— WHAT IS ASKED —
1 - Rewrite the paragraph of the PMC Bank article that begins "It is true that hindsight" more briefly, keeping its main facts.
2 - Set down the stretch of the PMC Bank article from "Did the Punjab" through "looks like it." without changing a word.
3 - Carry the PMC Bank article forward from its last sentence.

Did the Punjab and Maharashtra Cooperative Bank (PMC Bank) audit show the first signs of fudging data to hide beneficiary accounts as far back as 2014-15? It certainly looks like it.
It is true that hindsight is always 20:20, but perusal of a five-year old inspection report of the Reserve Bank of India (RBI) suggests that the fraud was already well underway then. The RBI inspector had flagged all the key elements of the deception that allowed HDIL (Housing Development and Infrastructure Ltd) to help itself to the Bank’s money without being detected. However, the inspector failed to find out that the HDIL group accounted for over half of the Bank’s business making it a captive bank of the realty group.
Did RBI then fail to follow up on its own findings? Or did its inspectors turn a blind eye to what was going on? Unfortunately, we do not know, as yet. This is because RBI has only parted with the inspection report for one year, viz., 2014-15.
Activist Girish Mittal had filed a Right to Information (RTI) request asking for certified copies of inspection reports of PMC Bank and Maharashtra Cooperative Bank for 2014-15, 2015-16, 2016-17 and 2017-18. Since Mr Mittal has won a case in the Supreme Court forcing RBI to provide him with bank inspection reports, his applications seem to get a better response than those of an average person. But even here,
RBI resorted to its usual chicanery and sent him only one report of PMC Bank for 2014-15 (that too heavily redacted), but has sent all four reports for the other bank.
The activist has filed a first appeal asking for the other reports; but until RBI responds, the details in the 2014-15 report show that RBI had caught enough red flags to have imposed stringent checks on PMC Bank in subsequent years.
Here are some of the issues raised by this report that eventually formed the main components of the scam and ought to have merited a detailed follow-up in subsequent years.
1. The inspector says that the Bank’s credit policy was reviewed on 30 August 2014. “A serious flaw detected in the credit policy was the fact that the cash-credit limits were sanctioned for three years at a stretch and were not subject to an annual review as envisaged (in RBI’s master circular),” he notes.
Remember, theconfession letter of Joy Thomas, the Bank’s former managing director (MD), says that the Wadhawans of HDIL, used to ‘overdraw’ funds through current accounts of their companies and ‘regularise’ them subsequently? He justified this on the grounds that the Bank earned high interest on this amount.

— EXCERPTED RECORDS —
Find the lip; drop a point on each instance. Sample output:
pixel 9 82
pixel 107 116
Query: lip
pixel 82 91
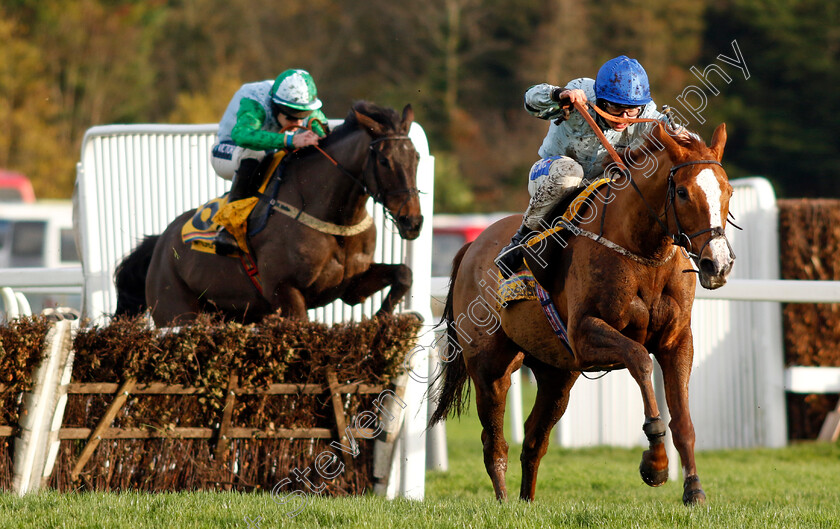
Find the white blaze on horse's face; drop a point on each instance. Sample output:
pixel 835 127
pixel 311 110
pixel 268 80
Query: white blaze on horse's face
pixel 716 268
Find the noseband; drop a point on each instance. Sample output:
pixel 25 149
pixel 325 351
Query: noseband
pixel 378 196
pixel 681 238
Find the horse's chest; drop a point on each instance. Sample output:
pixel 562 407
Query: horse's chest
pixel 342 265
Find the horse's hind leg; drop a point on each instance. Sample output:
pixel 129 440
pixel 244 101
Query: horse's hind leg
pixel 491 371
pixel 676 368
pixel 553 388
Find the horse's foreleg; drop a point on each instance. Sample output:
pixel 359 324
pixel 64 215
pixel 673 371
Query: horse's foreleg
pixel 490 371
pixel 676 370
pixel 289 302
pixel 602 346
pixel 374 279
pixel 553 387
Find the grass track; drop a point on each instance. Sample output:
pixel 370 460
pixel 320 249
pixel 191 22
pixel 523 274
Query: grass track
pixel 795 487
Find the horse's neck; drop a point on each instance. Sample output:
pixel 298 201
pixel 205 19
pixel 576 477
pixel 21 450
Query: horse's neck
pixel 629 222
pixel 323 190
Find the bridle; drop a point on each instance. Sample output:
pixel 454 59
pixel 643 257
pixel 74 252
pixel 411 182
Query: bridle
pixel 379 195
pixel 680 237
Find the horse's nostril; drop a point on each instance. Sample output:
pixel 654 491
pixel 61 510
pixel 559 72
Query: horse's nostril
pixel 708 267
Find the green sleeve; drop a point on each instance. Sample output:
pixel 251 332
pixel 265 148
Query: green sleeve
pixel 248 130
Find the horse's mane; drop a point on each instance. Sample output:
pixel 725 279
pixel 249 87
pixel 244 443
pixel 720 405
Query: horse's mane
pixel 692 142
pixel 386 116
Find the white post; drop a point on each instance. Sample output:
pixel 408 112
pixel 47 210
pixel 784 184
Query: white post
pixel 39 409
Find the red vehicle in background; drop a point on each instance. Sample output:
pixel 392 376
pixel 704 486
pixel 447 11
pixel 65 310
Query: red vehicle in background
pixel 15 187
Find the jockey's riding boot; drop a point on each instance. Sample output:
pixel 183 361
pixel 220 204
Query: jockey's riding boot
pixel 511 257
pixel 225 242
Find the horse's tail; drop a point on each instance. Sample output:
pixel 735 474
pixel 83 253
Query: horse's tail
pixel 130 278
pixel 454 396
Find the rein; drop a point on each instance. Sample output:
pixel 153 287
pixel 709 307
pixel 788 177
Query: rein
pixel 680 238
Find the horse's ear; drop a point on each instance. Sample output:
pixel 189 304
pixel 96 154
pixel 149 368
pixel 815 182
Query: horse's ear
pixel 675 151
pixel 718 141
pixel 408 117
pixel 369 123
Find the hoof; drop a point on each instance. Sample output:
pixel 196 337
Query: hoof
pixel 654 466
pixel 692 492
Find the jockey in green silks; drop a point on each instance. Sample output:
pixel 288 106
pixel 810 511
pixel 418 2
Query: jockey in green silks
pixel 571 151
pixel 251 127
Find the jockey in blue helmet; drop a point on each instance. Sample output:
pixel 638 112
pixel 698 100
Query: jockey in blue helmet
pixel 571 151
pixel 261 118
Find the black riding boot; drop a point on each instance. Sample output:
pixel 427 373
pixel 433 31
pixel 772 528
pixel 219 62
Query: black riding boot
pixel 511 257
pixel 225 241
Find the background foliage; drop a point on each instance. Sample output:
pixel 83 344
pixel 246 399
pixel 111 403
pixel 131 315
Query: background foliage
pixel 463 64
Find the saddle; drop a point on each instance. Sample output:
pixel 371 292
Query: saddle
pixel 523 285
pixel 242 218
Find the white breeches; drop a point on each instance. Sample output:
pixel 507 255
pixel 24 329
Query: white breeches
pixel 225 158
pixel 550 181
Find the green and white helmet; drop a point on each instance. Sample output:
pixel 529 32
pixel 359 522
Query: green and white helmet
pixel 295 90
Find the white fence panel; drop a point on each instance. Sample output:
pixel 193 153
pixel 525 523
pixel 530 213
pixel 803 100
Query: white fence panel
pixel 133 180
pixel 737 383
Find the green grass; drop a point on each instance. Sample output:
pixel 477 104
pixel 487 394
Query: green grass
pixel 798 486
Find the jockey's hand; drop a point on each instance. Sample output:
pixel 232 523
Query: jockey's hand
pixel 573 96
pixel 305 139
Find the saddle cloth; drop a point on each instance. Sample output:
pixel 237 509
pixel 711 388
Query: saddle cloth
pixel 199 231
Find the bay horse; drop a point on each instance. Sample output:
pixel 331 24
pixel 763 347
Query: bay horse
pixel 621 288
pixel 369 155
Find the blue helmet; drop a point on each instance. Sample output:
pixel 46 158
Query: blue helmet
pixel 623 81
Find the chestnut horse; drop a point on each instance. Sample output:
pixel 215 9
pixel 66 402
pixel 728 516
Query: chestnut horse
pixel 369 155
pixel 623 296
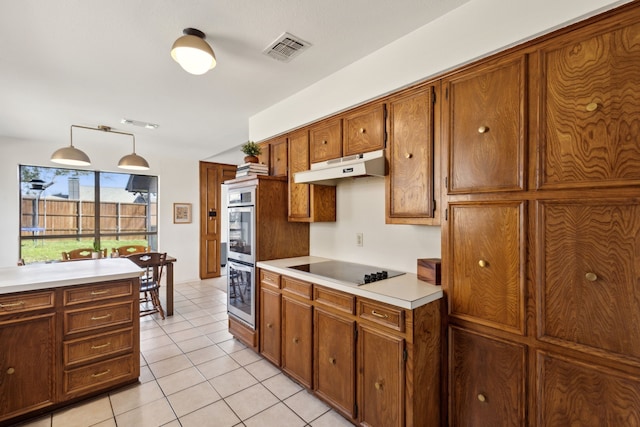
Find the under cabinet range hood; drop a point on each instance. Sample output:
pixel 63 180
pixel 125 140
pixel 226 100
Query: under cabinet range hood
pixel 329 172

— ANSWERS GIVEN —
1 - A five-year-old RBI inspection report suggests the fraud was already well underway. The inspector flagged every key element of the deception that let HDIL take the Bank's money undetected. However, he missed that the HDIL group made up over half of the Bank's business, which made it a captive bank of the realty group.

2 -
Did the Punjab and Maharashtra Cooperative Bank (PMC Bank) audit show the first signs of fudging data to hide beneficiary accounts as far back as 2014-15? It certainly looks like it.

3 -
So, it would seem that lax rules regarding cash-credit limits and the failure to review them for three years at a stretch could have been a deliberate ploy to allow HDIL group entities free use of Bank funds.
Mr Thomas’s confession also indicates that HDIL’s business problems escalated in 2013, after the Maharashtra government changed the policy on transfer of development rights (TDR) and its key airport project was cancelled. It led to a liquidity crunch at HDIL which began to use PMC Bank as its cash machine.
This particular RBI report is immediately after the Bank began its downward slide but kept it hidden. But that isn’t really material. Mr Thomas has confessed that, since 2011, over half the exposure of the Bank was to HDIL.
2. “Credit appraisal and post-disbursement supervision in the Bank needed improvement,” says the report. Further, the Bank did not obtain “statutory dues certificates from borrowers, certified by their auditors and commenting on the loan proposal before sanctioning cash-credit limits.” The report says, some loans turned bad within a year of sanction, but staff accountability was not examined, despite such quick mortality.
3. While PMC Bank “maintained a list of directors and their relatives on the Bank’s intranet website… it did not maintain the names of entities in which the directors were interested” in the system. And there was only one recorded loan to directors' relatives, that, too, a paltry Rs8.52 lakh.
We now know about how chairman Waryam Singh was a part of the promoter group of HDIL. Also, since the MD has confessed to 60% of the loans going to HDIL, clearly there was large-scale fudging of directors’ interest. Details will only be available in the forensic audit by Grant Thornton.
4. The Bank’s audit committee was not constituted as per RBI guidelines; its functioning was ‘not considered effective’ because it had not even bothered to review and close the pending audit observations, says RBI. In another section, titled ‘systems and controls’, it notes that the audit policy itself was ‘considered deficient’ since it did not even “envisage the monitoring of audit observations as well as age-wise outstanding observations of the audit report.”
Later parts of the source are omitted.